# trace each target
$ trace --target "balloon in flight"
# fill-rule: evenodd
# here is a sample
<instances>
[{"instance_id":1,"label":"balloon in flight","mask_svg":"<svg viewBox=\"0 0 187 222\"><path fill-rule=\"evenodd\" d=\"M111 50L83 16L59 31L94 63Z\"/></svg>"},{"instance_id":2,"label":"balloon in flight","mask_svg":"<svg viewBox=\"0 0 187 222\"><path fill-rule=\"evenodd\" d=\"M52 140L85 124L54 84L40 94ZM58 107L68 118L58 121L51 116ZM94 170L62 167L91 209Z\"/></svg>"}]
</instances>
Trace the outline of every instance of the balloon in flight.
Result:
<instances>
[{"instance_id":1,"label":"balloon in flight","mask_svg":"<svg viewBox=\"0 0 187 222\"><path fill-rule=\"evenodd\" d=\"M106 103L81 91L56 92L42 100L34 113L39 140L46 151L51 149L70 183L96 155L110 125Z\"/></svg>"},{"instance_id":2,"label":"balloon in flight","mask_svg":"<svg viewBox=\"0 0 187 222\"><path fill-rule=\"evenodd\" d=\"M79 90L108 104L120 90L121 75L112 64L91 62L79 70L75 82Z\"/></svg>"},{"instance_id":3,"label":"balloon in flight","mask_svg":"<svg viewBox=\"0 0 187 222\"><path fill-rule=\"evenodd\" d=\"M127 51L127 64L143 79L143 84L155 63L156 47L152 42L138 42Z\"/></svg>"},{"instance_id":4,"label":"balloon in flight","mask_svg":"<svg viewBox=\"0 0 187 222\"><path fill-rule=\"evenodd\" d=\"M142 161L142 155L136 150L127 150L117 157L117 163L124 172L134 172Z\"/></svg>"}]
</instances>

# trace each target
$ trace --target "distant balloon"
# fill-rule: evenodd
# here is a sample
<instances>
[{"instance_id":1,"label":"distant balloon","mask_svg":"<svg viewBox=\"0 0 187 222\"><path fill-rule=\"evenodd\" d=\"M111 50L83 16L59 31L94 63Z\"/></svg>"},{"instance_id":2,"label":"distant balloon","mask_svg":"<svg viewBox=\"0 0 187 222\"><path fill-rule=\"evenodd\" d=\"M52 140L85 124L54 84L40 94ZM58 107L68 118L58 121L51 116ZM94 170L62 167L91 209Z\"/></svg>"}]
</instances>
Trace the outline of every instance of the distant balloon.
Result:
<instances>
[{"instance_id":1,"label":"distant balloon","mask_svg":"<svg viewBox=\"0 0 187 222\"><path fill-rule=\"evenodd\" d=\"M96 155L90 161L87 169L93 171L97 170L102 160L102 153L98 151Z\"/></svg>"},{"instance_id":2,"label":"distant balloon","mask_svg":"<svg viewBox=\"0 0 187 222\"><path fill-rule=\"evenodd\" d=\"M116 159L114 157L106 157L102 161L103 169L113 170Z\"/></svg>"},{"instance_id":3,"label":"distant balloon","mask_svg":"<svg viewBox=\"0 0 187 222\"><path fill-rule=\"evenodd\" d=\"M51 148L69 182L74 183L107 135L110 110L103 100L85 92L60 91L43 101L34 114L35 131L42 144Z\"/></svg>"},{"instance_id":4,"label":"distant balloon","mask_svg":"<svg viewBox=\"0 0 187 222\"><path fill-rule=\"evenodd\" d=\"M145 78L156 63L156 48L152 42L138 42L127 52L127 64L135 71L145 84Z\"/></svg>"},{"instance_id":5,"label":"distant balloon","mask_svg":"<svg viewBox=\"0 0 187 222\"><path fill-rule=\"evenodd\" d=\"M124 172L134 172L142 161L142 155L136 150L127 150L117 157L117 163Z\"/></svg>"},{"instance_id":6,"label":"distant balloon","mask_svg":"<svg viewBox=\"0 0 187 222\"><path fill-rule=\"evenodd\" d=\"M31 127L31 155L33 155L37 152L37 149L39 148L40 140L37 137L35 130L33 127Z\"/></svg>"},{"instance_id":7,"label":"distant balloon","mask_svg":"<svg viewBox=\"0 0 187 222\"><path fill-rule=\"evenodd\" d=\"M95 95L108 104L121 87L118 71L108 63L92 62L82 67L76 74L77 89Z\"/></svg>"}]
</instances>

> [DIRECTIONS]:
Send back every record, precisely as written.

> [RESULT OF THE TASK]:
# trace each target
$ trace --target "balloon in flight"
# fill-rule: evenodd
# here is a sample
<instances>
[{"instance_id":1,"label":"balloon in flight","mask_svg":"<svg viewBox=\"0 0 187 222\"><path fill-rule=\"evenodd\" d=\"M111 50L83 16L59 31L94 63Z\"/></svg>"},{"instance_id":2,"label":"balloon in flight","mask_svg":"<svg viewBox=\"0 0 187 222\"><path fill-rule=\"evenodd\" d=\"M52 140L85 124L54 84L40 94ZM58 107L68 118L58 121L51 116ZM94 170L62 167L91 209Z\"/></svg>"}]
</instances>
Trace the outline of every instance of the balloon in flight.
Result:
<instances>
[{"instance_id":1,"label":"balloon in flight","mask_svg":"<svg viewBox=\"0 0 187 222\"><path fill-rule=\"evenodd\" d=\"M106 103L81 91L56 92L42 100L34 113L39 140L46 151L51 149L70 183L96 155L110 125Z\"/></svg>"},{"instance_id":2,"label":"balloon in flight","mask_svg":"<svg viewBox=\"0 0 187 222\"><path fill-rule=\"evenodd\" d=\"M79 90L108 104L120 90L121 75L112 64L91 62L79 70L75 82Z\"/></svg>"},{"instance_id":3,"label":"balloon in flight","mask_svg":"<svg viewBox=\"0 0 187 222\"><path fill-rule=\"evenodd\" d=\"M127 51L127 64L143 79L143 84L155 63L156 47L152 42L138 42Z\"/></svg>"},{"instance_id":4,"label":"balloon in flight","mask_svg":"<svg viewBox=\"0 0 187 222\"><path fill-rule=\"evenodd\" d=\"M142 161L142 155L136 150L127 150L117 157L117 163L124 172L134 172Z\"/></svg>"}]
</instances>

# trace each target
$ trace --target "distant balloon"
# fill-rule: evenodd
# here is a sample
<instances>
[{"instance_id":1,"label":"distant balloon","mask_svg":"<svg viewBox=\"0 0 187 222\"><path fill-rule=\"evenodd\" d=\"M111 50L83 16L59 31L94 63Z\"/></svg>"},{"instance_id":2,"label":"distant balloon","mask_svg":"<svg viewBox=\"0 0 187 222\"><path fill-rule=\"evenodd\" d=\"M52 140L85 124L54 84L40 94ZM58 107L68 118L58 121L51 116ZM94 170L62 167L91 209Z\"/></svg>"}]
</instances>
Trace the outline of every instance of the distant balloon.
Result:
<instances>
[{"instance_id":1,"label":"distant balloon","mask_svg":"<svg viewBox=\"0 0 187 222\"><path fill-rule=\"evenodd\" d=\"M96 155L90 161L87 169L93 171L97 170L102 160L102 153L98 151Z\"/></svg>"},{"instance_id":2,"label":"distant balloon","mask_svg":"<svg viewBox=\"0 0 187 222\"><path fill-rule=\"evenodd\" d=\"M116 159L114 157L106 157L102 161L103 169L113 170Z\"/></svg>"},{"instance_id":3,"label":"distant balloon","mask_svg":"<svg viewBox=\"0 0 187 222\"><path fill-rule=\"evenodd\" d=\"M51 148L69 182L74 183L107 135L110 110L103 100L85 92L60 91L43 101L34 114L35 131L42 144Z\"/></svg>"},{"instance_id":4,"label":"distant balloon","mask_svg":"<svg viewBox=\"0 0 187 222\"><path fill-rule=\"evenodd\" d=\"M145 78L156 63L156 48L152 42L138 42L127 52L127 64L135 71L145 84Z\"/></svg>"},{"instance_id":5,"label":"distant balloon","mask_svg":"<svg viewBox=\"0 0 187 222\"><path fill-rule=\"evenodd\" d=\"M124 172L134 172L142 161L142 155L136 150L127 150L117 157L117 163Z\"/></svg>"},{"instance_id":6,"label":"distant balloon","mask_svg":"<svg viewBox=\"0 0 187 222\"><path fill-rule=\"evenodd\" d=\"M31 127L31 155L33 155L37 152L37 149L39 148L40 140L37 137L35 130L33 127Z\"/></svg>"},{"instance_id":7,"label":"distant balloon","mask_svg":"<svg viewBox=\"0 0 187 222\"><path fill-rule=\"evenodd\" d=\"M95 95L108 104L121 87L118 71L108 63L92 62L82 67L76 74L77 89Z\"/></svg>"}]
</instances>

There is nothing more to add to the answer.